* _Vorliegender Text_:
============================================================
Anreiz für Manipulationen von Schutzeinrichtungen reduzieren - Kundenanforderungen stärker in den Fokus rücken
Um die Manipulationsanreiz für den Maschinenbenutzer möglichst niedrig zu halten, reicht es nicht aus, lediglich Normen und Vorschriften einzuhalten. Vielmehr müssen die Konstrukteure und Hersteller die aus der Praxis kommenden Forderungen und Anforderungen der Betreiber an die Bedienbarkeit von Maschinen und deren Sicherheitseinrichtungen berücksichtigen. Das setzt voraus, dass sie weitaus öfter und intensiver den Kontakt mit den Kundenunternehmen und sogar den Maschinenarbeitern in den Betrieben suchen sollten, um direkt vor Ort eine Vorstellung von den Anforderungen zu bekommen.
Bislang ist die Gefahr zu groß, dass Maschinen und vor allem deren Sicherheitsvorkehrungen von den Betreibern und Benutzern nicht akzeptiert werden, weil sie aus deren Perspektive mangelhaft konstruiert sind. Das kann im schlechtesten Fall dazu führen, dass sich neben den erwarteten auch neue Gefährdungen ergeben, die der Hersteller bei der Produktion der Maschine nicht bedacht hat. Manipulationen sind in der Regel nicht vom Betreiber gewollt, sondern lediglich ein Resultat von dessen Unzufriedenheit mit dem vorliegenden Sicherheits- bzw. Bedienungskonzept, das mit der betrieblichen Praxis und den wirtschaftlichen Erfordernissen des Kunden nur schwer vereinbar ist.
Manipulation von Schutzeinrichtungen verhindern
Eine bessere Kommunikation zwischen Herstellern und Betreibern mit dem Ziel der besseren Bedienbarkeit und Gebrauchstauglichkeit der Maschinen im Betreiberunternehmen ist eine wichtige Grundlage:
- Während der Konstruktionsphase der Maschine muss ein für die Praxis taugliches Bedien- und Sicherheitskonzept entwickelt werden, das die Produktivität, die Handhabung und das Arbeitstempo nicht einschränkt. Dadurch entsteht bei den meisten Betreibern und Bedienern der Maschine später auch nicht der Wunsch manipulieren zu müssen.
============================================================
* _Einträge im Datensatz_:

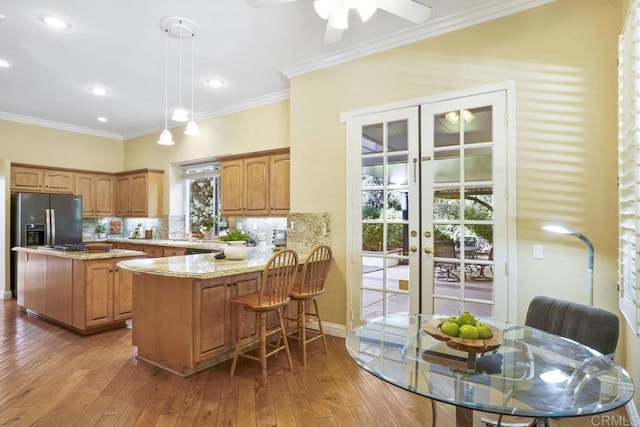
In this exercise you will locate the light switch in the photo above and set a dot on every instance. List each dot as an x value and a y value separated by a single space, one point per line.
538 251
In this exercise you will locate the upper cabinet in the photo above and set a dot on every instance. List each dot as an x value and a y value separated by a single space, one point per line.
139 193
25 178
98 194
255 184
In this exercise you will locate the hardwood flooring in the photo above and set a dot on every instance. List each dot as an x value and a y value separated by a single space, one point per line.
50 376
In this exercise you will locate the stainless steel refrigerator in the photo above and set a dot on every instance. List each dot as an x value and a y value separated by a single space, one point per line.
39 219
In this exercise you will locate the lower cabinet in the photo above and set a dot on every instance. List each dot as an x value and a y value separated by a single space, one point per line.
86 295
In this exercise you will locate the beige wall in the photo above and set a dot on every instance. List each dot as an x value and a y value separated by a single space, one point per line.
38 145
565 74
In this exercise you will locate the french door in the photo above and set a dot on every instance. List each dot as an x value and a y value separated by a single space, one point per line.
428 213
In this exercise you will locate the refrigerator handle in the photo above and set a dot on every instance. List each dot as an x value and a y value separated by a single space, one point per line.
47 231
53 227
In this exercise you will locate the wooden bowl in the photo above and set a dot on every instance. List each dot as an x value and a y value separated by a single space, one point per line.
432 327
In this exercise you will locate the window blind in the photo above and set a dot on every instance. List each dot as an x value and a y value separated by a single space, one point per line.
629 167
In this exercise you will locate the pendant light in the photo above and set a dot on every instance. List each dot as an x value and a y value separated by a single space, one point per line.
180 114
192 126
165 137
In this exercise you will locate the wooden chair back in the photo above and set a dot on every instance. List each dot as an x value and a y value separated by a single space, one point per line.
277 278
315 270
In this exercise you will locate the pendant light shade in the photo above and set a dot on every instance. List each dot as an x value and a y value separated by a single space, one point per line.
166 138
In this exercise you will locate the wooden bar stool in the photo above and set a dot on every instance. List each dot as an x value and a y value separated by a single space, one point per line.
314 275
273 294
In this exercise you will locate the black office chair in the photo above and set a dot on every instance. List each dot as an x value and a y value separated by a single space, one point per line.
591 326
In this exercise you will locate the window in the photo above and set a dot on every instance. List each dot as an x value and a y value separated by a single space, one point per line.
202 197
629 167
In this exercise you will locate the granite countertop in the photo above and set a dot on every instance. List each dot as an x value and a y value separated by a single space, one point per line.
196 244
83 255
201 266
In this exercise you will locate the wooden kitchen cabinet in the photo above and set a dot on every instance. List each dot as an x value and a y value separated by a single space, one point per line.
26 179
86 295
58 181
98 194
256 184
139 193
279 190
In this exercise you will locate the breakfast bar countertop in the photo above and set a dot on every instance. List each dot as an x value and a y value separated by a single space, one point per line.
200 266
82 255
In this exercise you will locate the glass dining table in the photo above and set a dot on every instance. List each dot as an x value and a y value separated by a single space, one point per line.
531 373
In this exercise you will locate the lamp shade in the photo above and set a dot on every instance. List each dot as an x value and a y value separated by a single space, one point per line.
166 138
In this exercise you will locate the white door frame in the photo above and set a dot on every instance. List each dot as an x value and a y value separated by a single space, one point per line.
353 253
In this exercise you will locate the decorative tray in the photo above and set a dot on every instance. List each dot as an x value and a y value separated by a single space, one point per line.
432 327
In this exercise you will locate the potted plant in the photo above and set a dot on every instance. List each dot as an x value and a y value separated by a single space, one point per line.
101 230
236 248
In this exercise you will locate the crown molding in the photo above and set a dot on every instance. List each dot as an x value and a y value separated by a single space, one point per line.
482 13
58 125
233 108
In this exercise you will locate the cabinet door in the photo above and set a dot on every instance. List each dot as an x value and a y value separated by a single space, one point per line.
242 284
139 202
26 179
256 186
231 188
105 195
122 294
99 293
58 181
279 190
85 187
33 290
211 318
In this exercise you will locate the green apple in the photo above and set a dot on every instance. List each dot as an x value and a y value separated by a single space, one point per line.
468 332
466 318
450 328
484 330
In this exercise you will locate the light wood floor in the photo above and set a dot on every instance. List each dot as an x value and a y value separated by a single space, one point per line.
50 376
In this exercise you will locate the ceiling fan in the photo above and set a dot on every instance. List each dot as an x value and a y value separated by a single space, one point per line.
336 12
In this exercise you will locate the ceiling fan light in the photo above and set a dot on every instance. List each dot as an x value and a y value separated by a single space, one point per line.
180 115
325 7
366 9
166 138
192 129
340 17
============================================================
* _Schriftliche Aufgabe 1_:
Beantworte anhand des Textes über Manipulationen von Schutzeinrichtungen:
(a) Was reicht laut dem Text nicht aus, um den Manipulationsanreiz für den Maschinenbenutzer möglichst niedrig zu halten?
(b) Wovon sind Manipulationen in der Regel ein Resultat?
(c) Welche drei Dinge darf das in der Konstruktionsphase entwickelte Bedien- und Sicherheitskonzept nicht einschränken?
* _Schriftliche Aufgabe 2_: Entnimm bitte dem Text über Manipulationen von Schutzeinrichtungen wortgetreu die Stelle, die mit „Anreiz für Manipulationen“ beginnt und sich bis einschließlich „Anforderungen zu bekommen.“ fortsetzt.

* _Richtige Antwort 1_:
(a) Lediglich Normen und Vorschriften einzuhalten.
(b) Von der Unzufriedenheit des Betreibers mit dem vorliegenden Sicherheits- bzw. Bedienungskonzept.
(c) Die Produktivität, die Handhabung und das Arbeitstempo.

* _Richtige Antwort 2_:
Anreiz für Manipulationen von Schutzeinrichtungen reduzieren - Kundenanforderungen stärker in den Fokus rücken
Um die Manipulationsanreiz für den Maschinenbenutzer möglichst niedrig zu halten, reicht es nicht aus, lediglich Normen und Vorschriften einzuhalten. Vielmehr müssen die Konstrukteure und Hersteller die aus der Praxis kommenden Forderungen und Anforderungen der Betreiber an die Bedienbarkeit von Maschinen und deren Sicherheitseinrichtungen berücksichtigen. Das setzt voraus, dass sie weitaus öfter und intensiver den Kontakt mit den Kundenunternehmen und sogar den Maschinenarbeitern in den Betrieben suchen sollten, um direkt vor Ort eine Vorstellung von den Anforderungen zu bekommen.